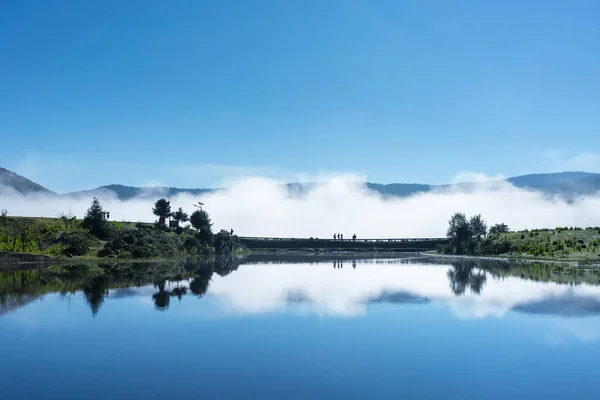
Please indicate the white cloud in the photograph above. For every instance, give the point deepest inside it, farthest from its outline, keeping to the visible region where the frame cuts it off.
(572, 161)
(263, 207)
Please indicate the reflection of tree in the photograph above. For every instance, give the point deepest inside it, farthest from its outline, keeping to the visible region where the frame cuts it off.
(94, 293)
(462, 276)
(224, 265)
(200, 283)
(179, 292)
(162, 298)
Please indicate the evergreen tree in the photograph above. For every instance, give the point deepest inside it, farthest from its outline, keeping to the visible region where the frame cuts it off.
(180, 216)
(162, 209)
(201, 222)
(94, 219)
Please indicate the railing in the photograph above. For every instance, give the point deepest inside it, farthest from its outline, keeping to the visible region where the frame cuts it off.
(378, 240)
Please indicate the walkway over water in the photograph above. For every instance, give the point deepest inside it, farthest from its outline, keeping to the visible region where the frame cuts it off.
(387, 244)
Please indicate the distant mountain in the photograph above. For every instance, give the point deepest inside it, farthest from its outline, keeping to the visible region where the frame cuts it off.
(129, 192)
(568, 185)
(561, 183)
(9, 181)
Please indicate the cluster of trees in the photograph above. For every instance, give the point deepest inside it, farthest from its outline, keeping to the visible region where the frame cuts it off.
(159, 240)
(466, 234)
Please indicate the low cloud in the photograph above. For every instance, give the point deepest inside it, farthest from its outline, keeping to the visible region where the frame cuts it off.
(573, 161)
(263, 207)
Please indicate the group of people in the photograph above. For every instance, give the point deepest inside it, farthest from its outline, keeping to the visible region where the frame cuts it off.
(340, 236)
(340, 264)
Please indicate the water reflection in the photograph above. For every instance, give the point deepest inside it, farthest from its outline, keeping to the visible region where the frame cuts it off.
(471, 288)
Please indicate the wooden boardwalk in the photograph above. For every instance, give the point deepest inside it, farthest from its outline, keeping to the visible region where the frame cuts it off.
(384, 244)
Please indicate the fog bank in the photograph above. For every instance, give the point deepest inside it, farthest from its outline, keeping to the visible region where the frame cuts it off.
(339, 204)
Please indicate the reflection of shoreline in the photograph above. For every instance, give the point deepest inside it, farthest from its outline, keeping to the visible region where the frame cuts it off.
(484, 287)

* * * * * * * * *

## Assignment
Everything in the records except the pictures should be retyped exactly.

## Answer to this exercise
Please indicate the white cloud in the photograph above. For every instance, give the point deepest inside it, farthest from its outline, keeping to the visible region where the frame cuts it off.
(572, 161)
(263, 207)
Please indicate the reflection of tree in the photograph above. For every instance, give the point deepest inside it, farthest from its outline, keeping to the visible region where the frame cuts it off.
(94, 293)
(462, 276)
(224, 265)
(200, 283)
(179, 292)
(162, 298)
Please indicate the evergreen tree in the photograph above. For every instance, give the point deepest inside it, farthest from its outline, keeping to the visible region where the frame cuts it off.
(180, 216)
(162, 209)
(201, 222)
(94, 219)
Please indicate the railing in the photograph above. For every instance, give the point deepest inside it, farthest from its outline, keeping to the visible region where the frame cuts it off.
(378, 240)
Please indicate the walkway over water in the photograph above. For every instance, give the point deepest inside it, farthest from its outline, keeping to the visible region where the frame cuts it off.
(387, 244)
Please indicate the distant mountain in the photograph above. For every instance, give the point deepest inside it, farthest from its outline, keeping to the visible region where the frame cuts it off.
(129, 192)
(568, 185)
(561, 183)
(9, 181)
Please indicate the cluster of trees in the photograph above. For every instance, give the point deepest inside it, farthest from its outline, keeping to the visible region where the frame cuts it off.
(159, 240)
(466, 234)
Please indicate the low cloud in the photograph above. For every instance, give the point deepest inside it, farthest from its outline, keeping to the visible region where the frame cuts it off.
(573, 161)
(263, 207)
Please indicate the group of people in the photograph above. For every instance, give the point deepest inside it, farthest from its outline, keeping to the visible region where the frame cuts it off.
(340, 236)
(340, 264)
Please indicate the water reflection in the photograph above. For every instance, give the point deepest inside it, farthest from its outline, keeping to the visible region where the frame cuts it off.
(471, 288)
Please indicate the wooden boardwalk in the photograph above. For every instance, give the point deepest inside it, farthest from its outline, keeping to the visible region where the frame cuts it off.
(384, 244)
Please indicate the fog bank in the photograph above. For every instance, give the point deepest inside it, farthest from its outline, keeping to the visible region where the frame cuts it off.
(339, 204)
Please indicate the reflection of shoreline in the photograph above. For every instance, give the point deepest inside it, farthest from its outline, keeping to the visible region where the frame cuts it off.
(484, 287)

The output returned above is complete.